*ENTRIES SUPPLIED*.
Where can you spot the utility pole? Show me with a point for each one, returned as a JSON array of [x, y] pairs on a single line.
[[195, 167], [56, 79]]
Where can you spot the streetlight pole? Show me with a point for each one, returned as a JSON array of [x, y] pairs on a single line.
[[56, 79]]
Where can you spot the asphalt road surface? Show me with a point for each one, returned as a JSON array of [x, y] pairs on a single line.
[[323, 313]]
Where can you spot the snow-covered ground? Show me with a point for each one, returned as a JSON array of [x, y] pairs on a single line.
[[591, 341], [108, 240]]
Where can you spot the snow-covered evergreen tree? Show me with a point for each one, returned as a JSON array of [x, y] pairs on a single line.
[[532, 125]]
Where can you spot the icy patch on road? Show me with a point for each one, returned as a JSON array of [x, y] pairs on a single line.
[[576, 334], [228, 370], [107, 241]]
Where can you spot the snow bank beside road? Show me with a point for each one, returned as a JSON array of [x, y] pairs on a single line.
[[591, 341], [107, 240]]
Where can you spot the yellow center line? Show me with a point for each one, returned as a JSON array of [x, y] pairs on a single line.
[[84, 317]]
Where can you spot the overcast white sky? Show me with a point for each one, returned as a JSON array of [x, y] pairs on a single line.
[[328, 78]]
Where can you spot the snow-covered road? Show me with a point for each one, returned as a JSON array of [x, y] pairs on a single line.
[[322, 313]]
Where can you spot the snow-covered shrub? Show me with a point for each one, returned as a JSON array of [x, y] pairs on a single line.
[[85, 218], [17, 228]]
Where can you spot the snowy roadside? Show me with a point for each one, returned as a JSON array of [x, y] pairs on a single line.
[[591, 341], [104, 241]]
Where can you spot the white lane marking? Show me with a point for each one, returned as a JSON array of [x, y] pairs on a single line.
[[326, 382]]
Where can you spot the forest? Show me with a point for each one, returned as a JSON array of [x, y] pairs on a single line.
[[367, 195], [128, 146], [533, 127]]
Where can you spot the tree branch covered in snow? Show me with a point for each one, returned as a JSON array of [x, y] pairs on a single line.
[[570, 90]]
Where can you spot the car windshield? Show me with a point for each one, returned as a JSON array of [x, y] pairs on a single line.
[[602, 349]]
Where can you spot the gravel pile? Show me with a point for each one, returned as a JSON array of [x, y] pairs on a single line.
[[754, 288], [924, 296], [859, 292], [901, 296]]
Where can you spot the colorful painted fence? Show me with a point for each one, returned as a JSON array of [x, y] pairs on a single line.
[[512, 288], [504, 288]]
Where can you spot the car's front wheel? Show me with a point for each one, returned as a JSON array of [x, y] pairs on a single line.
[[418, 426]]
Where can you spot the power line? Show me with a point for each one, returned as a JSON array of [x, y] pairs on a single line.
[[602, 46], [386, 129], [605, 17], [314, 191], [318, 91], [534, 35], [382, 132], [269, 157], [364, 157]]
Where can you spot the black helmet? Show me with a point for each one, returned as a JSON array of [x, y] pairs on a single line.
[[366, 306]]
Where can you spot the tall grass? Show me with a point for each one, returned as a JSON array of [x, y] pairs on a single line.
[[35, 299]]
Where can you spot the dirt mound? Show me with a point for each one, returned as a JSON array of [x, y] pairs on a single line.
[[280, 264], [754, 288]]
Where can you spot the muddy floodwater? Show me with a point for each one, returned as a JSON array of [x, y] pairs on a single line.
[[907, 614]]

*DIRECTIONS*. Please output the full listing, keeping every character the same.

*SOLUTION TO THIS EXERCISE*.
Where can you spot the utility pole? Show me with a point for each one, returned as a JSON array of [x, y] pairs on a single line.
[[195, 167], [56, 79]]
Where can you spot the streetlight pole? Show me with a point for each one, returned as a JSON array of [x, y] pairs on a single line.
[[56, 79]]
Where can you spot the asphalt road surface? Show me with a point for each one, returned as a JSON array of [x, y] pairs on a single line.
[[323, 313]]
Where can you spot the snow-covered ground? Show me with a point for each one, returned as a JSON array of [x, y] pairs on a single line.
[[591, 341], [108, 240]]
Where can you spot the snow-covered evergreen tree? Show me with a point for each one, returned as a JSON array of [x, y] pairs on a single line.
[[532, 125]]
Where can you spot the icy patch on road? Show me with a point for each one, returned as a JSON array of [x, y] pairs on a single line.
[[576, 334], [228, 370], [107, 241]]
Where can you spot the snow bank beside road? Show me with a point for each one, returned as a JSON array of [x, y] pairs on a single line.
[[591, 341], [107, 240]]
Where can you spot the yellow center line? Show me with a point for each one, returned as a JSON array of [x, y] pairs on a single line.
[[84, 317]]
Where can you spot the overcast white sky? Show me with a point for each one, returned as a JSON array of [x, y] pairs on a single line.
[[328, 78]]
Where can you spot the snow-covered road? Show me with a point for each one, returned as a JSON array of [x, y] pairs on a single line.
[[322, 313]]
Where can you spot the snow-covered shrub? Show me with a point for each one, returned as a JSON array of [x, y] pairs on a single line.
[[85, 218], [17, 228]]
Where can you spot the snowy roadside? Show me with a point for each one, returned as a JSON array of [x, y] pairs on a single line.
[[591, 341], [104, 241]]
Where can you spot the white lane marking? Show me with a point for each one, returned as a JSON array of [x, y] pairs on a single line.
[[326, 382]]
Where can you spot the forest? Show me with a point for each one, returned as a JSON array of [x, y] pairs on a single line.
[[367, 195], [128, 146], [533, 127]]
Where can you spot the tree branch covered in snow? Show me with a point for each one, returned as a JSON array of [x, y] pairs on a single line.
[[570, 90]]
Where can you spot the car windshield? Show me with a point for each one, returned as a JSON array of [x, y] pairs on a single line.
[[602, 349]]
Where can you spot the gravel pile? Show me with a point for each one, returned as a JSON array of [x, y] pairs on a single line.
[[754, 288], [924, 296], [859, 292], [901, 296]]
Where can you spot the colorful painted fence? Show me with a point for each one, returned as a JSON array of [x, y] pairs on a single line.
[[512, 288], [504, 288]]
Where can you spot the car's front wheel? Show me with a point for each one, returned as a JSON array of [x, y] pairs on a single line.
[[418, 426]]
Where can you spot the power line? Show me with a point for each one, returned as a JSON array of [x, y] pairs on a single line.
[[602, 46], [386, 129], [605, 17], [314, 191], [318, 91], [534, 35], [382, 132], [269, 157], [364, 157]]
Where can you spot the black helmet? Show me with a point for each one, returned as a JSON array of [x, y] pairs on a single line.
[[366, 306]]
Where can you spot the tall grass? Show me with a point for each one, returned as a JSON array of [x, y] pairs on a single line.
[[35, 299]]
Where can you spot the dirt mound? Show me with a point for each one, returned as a JSON array of [x, y] pairs on a single line.
[[280, 264], [754, 288]]
Where can you spot the muddy floodwater? Show me with a point for each one, returned as a JSON array of [x, y] pairs on a single line.
[[907, 614]]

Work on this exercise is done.